Copy out the lines from the one containing "[locate] the orange" through the one containing "<point>448,62</point>", both included, without any changes.

━━ Provided data ━━

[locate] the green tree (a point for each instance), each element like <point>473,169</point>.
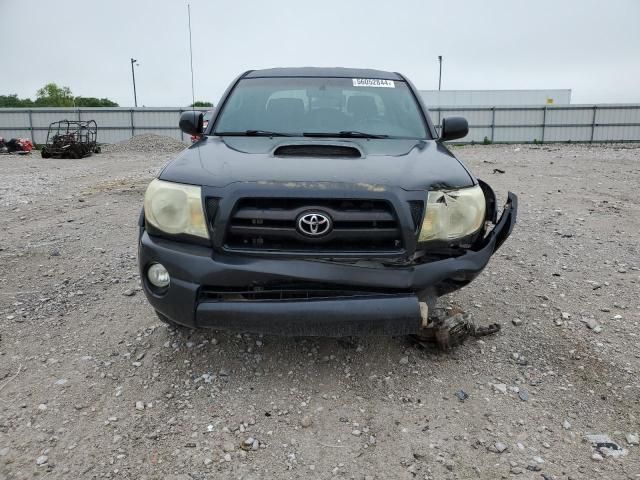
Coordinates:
<point>94,102</point>
<point>201,104</point>
<point>12,101</point>
<point>51,95</point>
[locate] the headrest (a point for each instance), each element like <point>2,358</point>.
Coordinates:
<point>362,106</point>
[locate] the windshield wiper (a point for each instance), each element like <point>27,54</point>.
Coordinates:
<point>344,134</point>
<point>255,133</point>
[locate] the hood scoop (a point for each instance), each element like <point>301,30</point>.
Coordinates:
<point>317,151</point>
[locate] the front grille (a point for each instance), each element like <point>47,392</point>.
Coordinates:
<point>270,224</point>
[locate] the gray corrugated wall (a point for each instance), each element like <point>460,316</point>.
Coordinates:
<point>576,123</point>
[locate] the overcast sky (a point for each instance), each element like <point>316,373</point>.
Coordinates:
<point>591,47</point>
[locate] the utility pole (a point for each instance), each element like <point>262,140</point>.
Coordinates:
<point>133,75</point>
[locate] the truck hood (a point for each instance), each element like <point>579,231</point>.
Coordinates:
<point>407,164</point>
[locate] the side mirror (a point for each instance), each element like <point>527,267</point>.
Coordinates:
<point>453,128</point>
<point>191,122</point>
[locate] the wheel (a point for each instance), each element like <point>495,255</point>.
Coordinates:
<point>171,323</point>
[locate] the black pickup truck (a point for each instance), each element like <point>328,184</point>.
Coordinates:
<point>319,201</point>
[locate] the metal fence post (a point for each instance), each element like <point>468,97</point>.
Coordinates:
<point>181,132</point>
<point>33,139</point>
<point>493,122</point>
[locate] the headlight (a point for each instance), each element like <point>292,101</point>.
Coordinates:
<point>175,208</point>
<point>453,214</point>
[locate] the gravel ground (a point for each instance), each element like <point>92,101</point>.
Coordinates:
<point>93,386</point>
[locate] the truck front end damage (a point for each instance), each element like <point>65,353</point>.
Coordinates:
<point>267,270</point>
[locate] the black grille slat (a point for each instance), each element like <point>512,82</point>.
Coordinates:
<point>336,215</point>
<point>264,224</point>
<point>290,292</point>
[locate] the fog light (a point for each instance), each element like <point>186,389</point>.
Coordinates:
<point>158,275</point>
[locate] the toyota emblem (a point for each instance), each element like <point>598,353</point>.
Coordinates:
<point>314,224</point>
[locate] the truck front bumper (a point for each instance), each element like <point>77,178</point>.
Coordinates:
<point>206,288</point>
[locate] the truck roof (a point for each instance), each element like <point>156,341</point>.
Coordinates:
<point>333,72</point>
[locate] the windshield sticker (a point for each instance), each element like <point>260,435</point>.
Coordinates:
<point>373,82</point>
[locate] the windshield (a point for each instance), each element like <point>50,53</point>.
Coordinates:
<point>324,106</point>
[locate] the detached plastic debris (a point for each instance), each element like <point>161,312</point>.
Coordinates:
<point>605,446</point>
<point>462,395</point>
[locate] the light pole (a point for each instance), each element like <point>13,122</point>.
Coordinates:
<point>133,75</point>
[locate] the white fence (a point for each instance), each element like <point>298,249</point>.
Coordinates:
<point>517,124</point>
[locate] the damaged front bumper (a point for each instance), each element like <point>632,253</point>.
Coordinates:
<point>304,297</point>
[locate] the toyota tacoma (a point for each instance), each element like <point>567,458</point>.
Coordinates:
<point>318,201</point>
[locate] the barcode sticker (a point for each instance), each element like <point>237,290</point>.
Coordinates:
<point>373,82</point>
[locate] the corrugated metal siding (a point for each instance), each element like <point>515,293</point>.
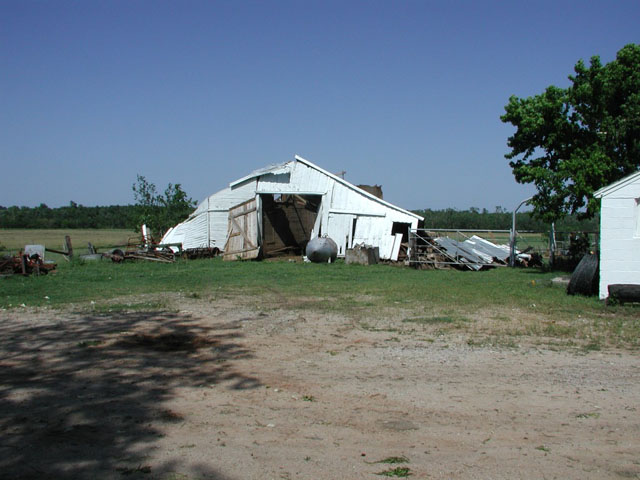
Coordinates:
<point>195,235</point>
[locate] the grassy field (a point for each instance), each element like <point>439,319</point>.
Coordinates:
<point>498,306</point>
<point>14,239</point>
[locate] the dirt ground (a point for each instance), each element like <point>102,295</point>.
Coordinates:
<point>228,390</point>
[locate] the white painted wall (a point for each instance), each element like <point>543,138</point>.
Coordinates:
<point>341,203</point>
<point>620,234</point>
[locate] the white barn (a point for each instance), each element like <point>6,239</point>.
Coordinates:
<point>282,207</point>
<point>619,233</point>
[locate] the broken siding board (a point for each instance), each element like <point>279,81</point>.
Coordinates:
<point>395,250</point>
<point>242,240</point>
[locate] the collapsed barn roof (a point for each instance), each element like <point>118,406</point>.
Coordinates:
<point>281,207</point>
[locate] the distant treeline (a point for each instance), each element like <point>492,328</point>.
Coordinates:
<point>72,216</point>
<point>128,216</point>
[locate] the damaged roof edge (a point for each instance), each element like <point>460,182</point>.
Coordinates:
<point>272,169</point>
<point>298,158</point>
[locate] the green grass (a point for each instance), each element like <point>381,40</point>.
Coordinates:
<point>14,239</point>
<point>400,472</point>
<point>381,298</point>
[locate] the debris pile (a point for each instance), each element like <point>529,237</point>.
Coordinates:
<point>474,253</point>
<point>30,261</point>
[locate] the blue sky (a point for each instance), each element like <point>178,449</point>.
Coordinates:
<point>406,94</point>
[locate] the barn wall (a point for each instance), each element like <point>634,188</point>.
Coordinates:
<point>620,237</point>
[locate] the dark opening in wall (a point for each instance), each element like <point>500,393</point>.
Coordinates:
<point>287,221</point>
<point>403,228</point>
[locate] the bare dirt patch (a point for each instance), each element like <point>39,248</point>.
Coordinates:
<point>244,389</point>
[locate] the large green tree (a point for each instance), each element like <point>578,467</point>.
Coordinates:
<point>569,142</point>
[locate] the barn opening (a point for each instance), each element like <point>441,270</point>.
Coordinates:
<point>403,228</point>
<point>287,222</point>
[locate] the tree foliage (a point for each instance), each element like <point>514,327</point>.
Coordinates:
<point>161,212</point>
<point>571,142</point>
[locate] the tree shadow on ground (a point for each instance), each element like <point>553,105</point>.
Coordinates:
<point>82,396</point>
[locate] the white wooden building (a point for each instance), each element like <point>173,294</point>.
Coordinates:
<point>620,233</point>
<point>282,207</point>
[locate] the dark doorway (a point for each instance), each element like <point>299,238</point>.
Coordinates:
<point>403,228</point>
<point>287,221</point>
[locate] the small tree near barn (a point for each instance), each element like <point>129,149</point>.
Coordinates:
<point>160,212</point>
<point>572,141</point>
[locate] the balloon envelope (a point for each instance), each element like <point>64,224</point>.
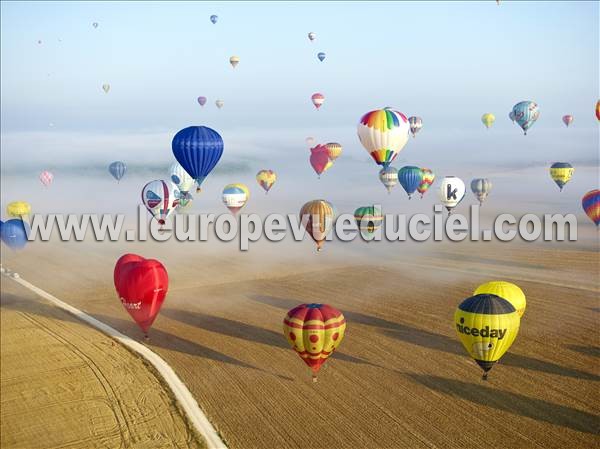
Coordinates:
<point>235,196</point>
<point>18,208</point>
<point>117,169</point>
<point>319,159</point>
<point>198,149</point>
<point>488,119</point>
<point>317,218</point>
<point>481,188</point>
<point>416,123</point>
<point>266,179</point>
<point>591,205</point>
<point>383,133</point>
<point>160,198</point>
<point>46,178</point>
<point>410,177</point>
<point>142,286</point>
<point>452,191</point>
<point>561,173</point>
<point>14,233</point>
<point>318,100</point>
<point>427,178</point>
<point>487,325</point>
<point>389,177</point>
<point>506,290</point>
<point>314,331</point>
<point>526,113</point>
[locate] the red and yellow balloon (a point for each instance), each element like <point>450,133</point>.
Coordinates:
<point>314,331</point>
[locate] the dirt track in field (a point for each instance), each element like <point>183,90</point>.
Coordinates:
<point>401,378</point>
<point>66,385</point>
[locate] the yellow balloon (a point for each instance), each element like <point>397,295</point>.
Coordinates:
<point>488,119</point>
<point>487,326</point>
<point>506,290</point>
<point>18,208</point>
<point>266,179</point>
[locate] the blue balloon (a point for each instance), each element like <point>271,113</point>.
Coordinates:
<point>14,233</point>
<point>410,178</point>
<point>198,150</point>
<point>117,169</point>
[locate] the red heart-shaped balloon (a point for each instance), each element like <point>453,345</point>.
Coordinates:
<point>142,285</point>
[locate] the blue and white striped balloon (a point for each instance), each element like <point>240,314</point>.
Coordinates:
<point>525,114</point>
<point>117,169</point>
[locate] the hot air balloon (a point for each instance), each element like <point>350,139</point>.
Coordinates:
<point>427,178</point>
<point>317,218</point>
<point>452,191</point>
<point>319,159</point>
<point>334,150</point>
<point>183,181</point>
<point>46,178</point>
<point>314,331</point>
<point>487,325</point>
<point>117,169</point>
<point>561,173</point>
<point>142,285</point>
<point>14,233</point>
<point>481,188</point>
<point>388,177</point>
<point>410,177</point>
<point>591,205</point>
<point>198,150</point>
<point>526,113</point>
<point>416,123</point>
<point>18,209</point>
<point>488,119</point>
<point>266,179</point>
<point>383,133</point>
<point>318,100</point>
<point>368,220</point>
<point>235,196</point>
<point>506,290</point>
<point>160,198</point>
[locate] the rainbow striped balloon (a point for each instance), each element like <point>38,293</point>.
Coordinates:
<point>591,205</point>
<point>383,133</point>
<point>314,331</point>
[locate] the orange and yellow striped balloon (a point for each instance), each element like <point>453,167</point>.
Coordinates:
<point>314,331</point>
<point>317,218</point>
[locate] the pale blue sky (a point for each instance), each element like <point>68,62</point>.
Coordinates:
<point>448,62</point>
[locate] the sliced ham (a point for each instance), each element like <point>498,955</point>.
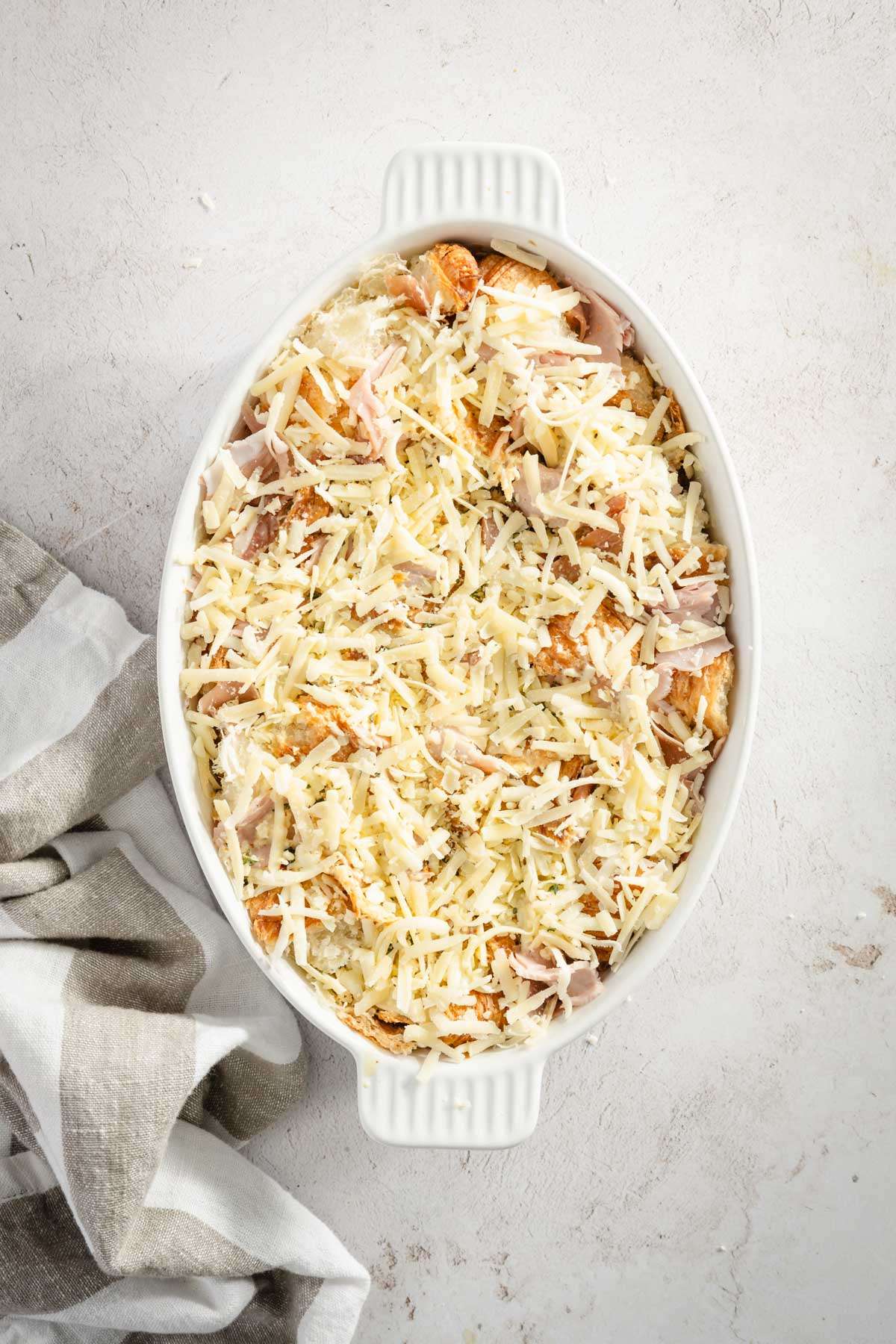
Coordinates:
<point>225,692</point>
<point>601,537</point>
<point>696,603</point>
<point>258,809</point>
<point>254,538</point>
<point>600,324</point>
<point>585,981</point>
<point>421,576</point>
<point>447,742</point>
<point>548,479</point>
<point>261,452</point>
<point>367,405</point>
<point>695,658</point>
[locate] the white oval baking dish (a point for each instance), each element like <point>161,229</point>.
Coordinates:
<point>473,193</point>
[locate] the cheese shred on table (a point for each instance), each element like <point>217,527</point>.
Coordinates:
<point>455,653</point>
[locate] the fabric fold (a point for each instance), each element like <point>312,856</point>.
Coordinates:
<point>139,1045</point>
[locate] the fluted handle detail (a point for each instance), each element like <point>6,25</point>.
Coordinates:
<point>512,184</point>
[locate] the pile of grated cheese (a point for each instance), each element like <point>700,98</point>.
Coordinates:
<point>408,786</point>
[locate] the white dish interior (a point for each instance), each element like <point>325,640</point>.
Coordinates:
<point>492,1100</point>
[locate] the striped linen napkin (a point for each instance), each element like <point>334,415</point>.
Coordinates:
<point>139,1045</point>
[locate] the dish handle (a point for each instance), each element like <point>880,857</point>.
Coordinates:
<point>491,1104</point>
<point>508,184</point>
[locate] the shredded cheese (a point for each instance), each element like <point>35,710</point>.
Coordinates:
<point>421,660</point>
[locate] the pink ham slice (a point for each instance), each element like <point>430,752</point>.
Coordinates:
<point>696,601</point>
<point>489,531</point>
<point>250,455</point>
<point>421,576</point>
<point>548,479</point>
<point>598,323</point>
<point>585,981</point>
<point>258,809</point>
<point>254,538</point>
<point>695,658</point>
<point>367,405</point>
<point>225,692</point>
<point>465,752</point>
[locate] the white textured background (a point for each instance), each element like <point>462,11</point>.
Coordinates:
<point>722,1166</point>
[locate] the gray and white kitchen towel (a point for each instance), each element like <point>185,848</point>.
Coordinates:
<point>139,1045</point>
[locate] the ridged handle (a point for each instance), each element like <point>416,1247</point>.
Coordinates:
<point>494,1107</point>
<point>512,184</point>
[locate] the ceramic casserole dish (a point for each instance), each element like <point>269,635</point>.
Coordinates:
<point>473,193</point>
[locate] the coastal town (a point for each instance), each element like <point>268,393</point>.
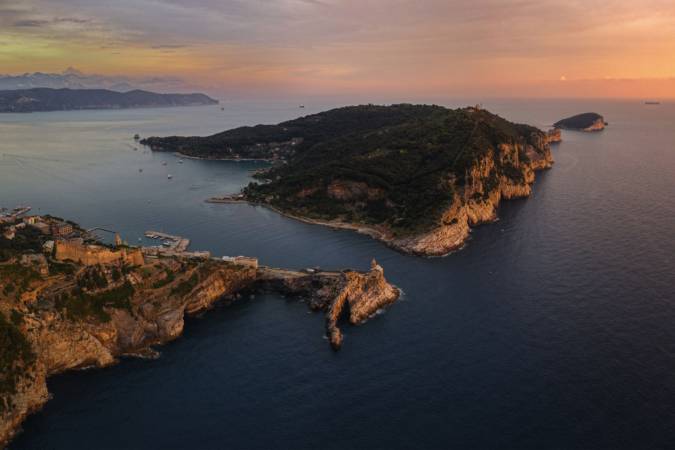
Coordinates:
<point>70,301</point>
<point>65,240</point>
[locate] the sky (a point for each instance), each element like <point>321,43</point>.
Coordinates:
<point>497,48</point>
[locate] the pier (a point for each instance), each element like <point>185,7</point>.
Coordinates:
<point>175,243</point>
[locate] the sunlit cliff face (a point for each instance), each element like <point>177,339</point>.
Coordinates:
<point>519,47</point>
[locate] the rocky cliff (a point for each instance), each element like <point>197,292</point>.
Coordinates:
<point>91,315</point>
<point>415,176</point>
<point>477,202</point>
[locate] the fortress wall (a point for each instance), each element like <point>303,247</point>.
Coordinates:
<point>90,255</point>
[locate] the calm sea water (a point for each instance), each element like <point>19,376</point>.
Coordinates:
<point>554,328</point>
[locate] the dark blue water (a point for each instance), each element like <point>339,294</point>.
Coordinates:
<point>554,328</point>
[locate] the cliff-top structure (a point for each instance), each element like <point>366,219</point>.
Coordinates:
<point>417,177</point>
<point>65,304</point>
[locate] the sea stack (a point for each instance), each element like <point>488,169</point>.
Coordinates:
<point>582,122</point>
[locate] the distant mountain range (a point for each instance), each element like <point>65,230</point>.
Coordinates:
<point>74,79</point>
<point>47,99</point>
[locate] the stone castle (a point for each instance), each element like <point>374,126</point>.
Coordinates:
<point>89,255</point>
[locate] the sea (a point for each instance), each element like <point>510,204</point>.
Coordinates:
<point>553,328</point>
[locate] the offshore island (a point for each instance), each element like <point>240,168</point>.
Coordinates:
<point>416,177</point>
<point>69,301</point>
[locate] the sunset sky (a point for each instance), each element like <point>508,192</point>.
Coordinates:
<point>589,48</point>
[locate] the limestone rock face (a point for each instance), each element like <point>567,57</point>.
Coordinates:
<point>155,314</point>
<point>477,202</point>
<point>364,295</point>
<point>351,295</point>
<point>554,135</point>
<point>583,122</point>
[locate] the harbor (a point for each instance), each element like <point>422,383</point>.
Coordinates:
<point>169,241</point>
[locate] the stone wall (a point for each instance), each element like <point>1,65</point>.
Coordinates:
<point>90,255</point>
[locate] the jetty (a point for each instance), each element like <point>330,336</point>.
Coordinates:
<point>175,243</point>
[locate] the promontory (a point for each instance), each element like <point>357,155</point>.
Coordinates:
<point>68,301</point>
<point>47,99</point>
<point>414,176</point>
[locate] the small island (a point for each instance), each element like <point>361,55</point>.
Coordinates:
<point>69,301</point>
<point>582,122</point>
<point>417,177</point>
<point>47,99</point>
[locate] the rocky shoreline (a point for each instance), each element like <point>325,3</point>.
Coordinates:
<point>474,206</point>
<point>146,307</point>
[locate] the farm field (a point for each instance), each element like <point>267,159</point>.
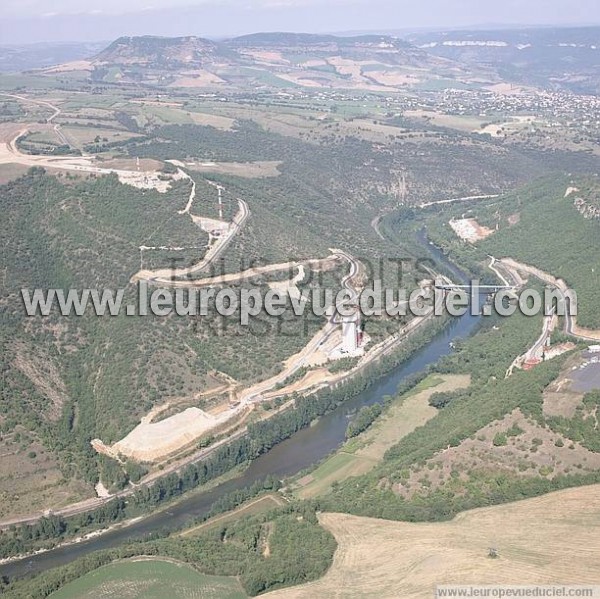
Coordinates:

━━━

* **Worked solution**:
[locate] the orange and yellow striped balloon (a point for each instance), each element like <point>453,167</point>.
Coordinates:
<point>314,331</point>
<point>317,218</point>
[locate] the pale blue sky (a point for each instance), each element like <point>68,62</point>.
Coordinates:
<point>448,62</point>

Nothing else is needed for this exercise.